— EXERCISE INSTRUCTIONS —
Copy every line of the data in which the word "green" occurs.

"""

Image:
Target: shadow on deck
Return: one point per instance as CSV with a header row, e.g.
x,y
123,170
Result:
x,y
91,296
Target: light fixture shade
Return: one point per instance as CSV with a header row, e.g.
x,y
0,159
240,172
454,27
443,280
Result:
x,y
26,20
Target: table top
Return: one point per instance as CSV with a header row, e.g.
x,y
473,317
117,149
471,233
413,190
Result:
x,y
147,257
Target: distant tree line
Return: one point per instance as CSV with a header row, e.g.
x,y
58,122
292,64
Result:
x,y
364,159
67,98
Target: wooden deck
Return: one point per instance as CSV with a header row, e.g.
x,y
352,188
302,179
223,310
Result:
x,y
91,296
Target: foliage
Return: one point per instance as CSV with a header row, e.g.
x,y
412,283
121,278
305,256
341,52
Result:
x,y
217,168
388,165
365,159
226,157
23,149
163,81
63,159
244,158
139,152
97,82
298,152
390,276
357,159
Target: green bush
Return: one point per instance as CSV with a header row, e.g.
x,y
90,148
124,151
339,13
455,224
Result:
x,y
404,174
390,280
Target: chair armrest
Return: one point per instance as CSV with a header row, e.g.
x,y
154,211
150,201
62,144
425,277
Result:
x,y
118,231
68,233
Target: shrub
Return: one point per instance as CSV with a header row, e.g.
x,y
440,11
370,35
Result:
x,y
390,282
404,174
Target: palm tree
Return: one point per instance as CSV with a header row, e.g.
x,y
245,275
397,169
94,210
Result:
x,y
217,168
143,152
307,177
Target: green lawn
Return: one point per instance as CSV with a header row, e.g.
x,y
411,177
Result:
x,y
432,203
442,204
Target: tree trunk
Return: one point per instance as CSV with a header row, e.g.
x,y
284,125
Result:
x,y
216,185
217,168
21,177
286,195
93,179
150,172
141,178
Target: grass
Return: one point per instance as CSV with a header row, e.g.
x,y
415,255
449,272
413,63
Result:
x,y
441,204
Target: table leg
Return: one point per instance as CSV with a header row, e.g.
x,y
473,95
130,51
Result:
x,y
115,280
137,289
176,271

"""

— EXERCISE RESPONSE —
Target: green bush
Target: green lawn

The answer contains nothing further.